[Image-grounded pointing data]
——————

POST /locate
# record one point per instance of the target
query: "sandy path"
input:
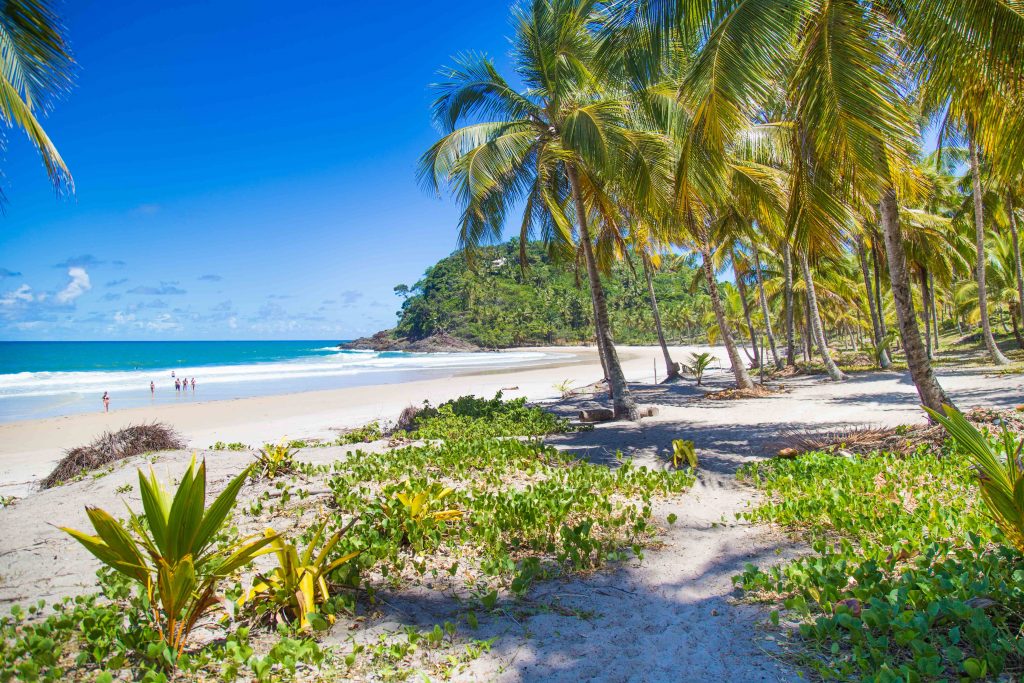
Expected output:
(668, 617)
(29, 450)
(673, 616)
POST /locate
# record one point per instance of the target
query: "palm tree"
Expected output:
(882, 353)
(1016, 247)
(671, 368)
(765, 311)
(36, 69)
(847, 89)
(565, 147)
(979, 227)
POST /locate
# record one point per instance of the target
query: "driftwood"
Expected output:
(111, 447)
(605, 414)
(596, 415)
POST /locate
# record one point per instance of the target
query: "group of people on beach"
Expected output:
(180, 384)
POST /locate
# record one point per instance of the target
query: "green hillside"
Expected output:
(497, 304)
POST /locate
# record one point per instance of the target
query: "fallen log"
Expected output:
(596, 415)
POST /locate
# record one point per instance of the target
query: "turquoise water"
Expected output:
(83, 356)
(46, 379)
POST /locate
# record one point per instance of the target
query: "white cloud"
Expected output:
(22, 295)
(78, 286)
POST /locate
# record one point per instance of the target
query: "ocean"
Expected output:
(48, 379)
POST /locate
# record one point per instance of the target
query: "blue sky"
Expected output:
(243, 170)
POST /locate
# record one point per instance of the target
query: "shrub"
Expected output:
(112, 446)
(296, 589)
(683, 453)
(698, 365)
(273, 460)
(172, 549)
(470, 417)
(904, 582)
(1000, 475)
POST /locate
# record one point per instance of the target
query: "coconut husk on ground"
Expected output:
(759, 391)
(112, 446)
(903, 439)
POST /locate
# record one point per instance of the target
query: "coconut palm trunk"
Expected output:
(926, 310)
(1012, 210)
(791, 321)
(622, 400)
(765, 312)
(814, 314)
(929, 389)
(743, 380)
(979, 232)
(878, 291)
(672, 370)
(741, 287)
(883, 354)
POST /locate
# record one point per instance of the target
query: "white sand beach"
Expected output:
(679, 598)
(30, 449)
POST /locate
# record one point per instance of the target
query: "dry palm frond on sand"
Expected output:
(903, 439)
(759, 391)
(112, 446)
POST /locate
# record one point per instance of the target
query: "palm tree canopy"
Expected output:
(36, 69)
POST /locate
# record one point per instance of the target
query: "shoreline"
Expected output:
(30, 449)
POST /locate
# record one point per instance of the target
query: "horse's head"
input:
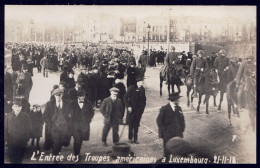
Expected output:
(213, 75)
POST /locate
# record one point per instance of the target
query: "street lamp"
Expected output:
(148, 30)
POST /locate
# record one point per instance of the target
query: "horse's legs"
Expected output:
(172, 87)
(215, 104)
(221, 99)
(161, 81)
(230, 104)
(188, 96)
(179, 88)
(252, 115)
(207, 96)
(198, 107)
(169, 87)
(191, 105)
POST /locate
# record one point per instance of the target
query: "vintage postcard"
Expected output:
(97, 84)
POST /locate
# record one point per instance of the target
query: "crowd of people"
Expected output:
(100, 82)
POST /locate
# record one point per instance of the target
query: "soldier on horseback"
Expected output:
(221, 63)
(169, 60)
(245, 79)
(198, 65)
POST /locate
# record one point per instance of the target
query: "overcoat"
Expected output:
(170, 123)
(81, 118)
(136, 99)
(49, 117)
(106, 110)
(17, 129)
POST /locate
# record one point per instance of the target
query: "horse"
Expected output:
(206, 86)
(174, 73)
(249, 98)
(225, 78)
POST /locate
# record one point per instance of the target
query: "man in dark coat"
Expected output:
(135, 102)
(122, 90)
(64, 74)
(221, 64)
(8, 90)
(111, 109)
(170, 120)
(143, 61)
(81, 117)
(57, 116)
(25, 79)
(37, 124)
(73, 91)
(170, 58)
(17, 132)
(246, 80)
(131, 74)
(15, 60)
(198, 66)
(38, 58)
(70, 81)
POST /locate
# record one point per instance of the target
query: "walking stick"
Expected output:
(122, 132)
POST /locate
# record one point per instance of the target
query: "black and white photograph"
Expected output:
(130, 84)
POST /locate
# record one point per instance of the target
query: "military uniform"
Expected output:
(197, 64)
(220, 64)
(245, 79)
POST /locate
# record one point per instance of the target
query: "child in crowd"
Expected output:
(37, 124)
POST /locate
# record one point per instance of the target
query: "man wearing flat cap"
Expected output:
(170, 120)
(82, 114)
(18, 128)
(25, 80)
(246, 81)
(111, 108)
(57, 116)
(198, 66)
(135, 102)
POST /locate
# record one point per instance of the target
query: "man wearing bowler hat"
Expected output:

——————

[Task prompt]: Among the lines of the data above, find those with the word "people" and show them.

[Response]:
query: "group of people on beach"
query: "crowd of people"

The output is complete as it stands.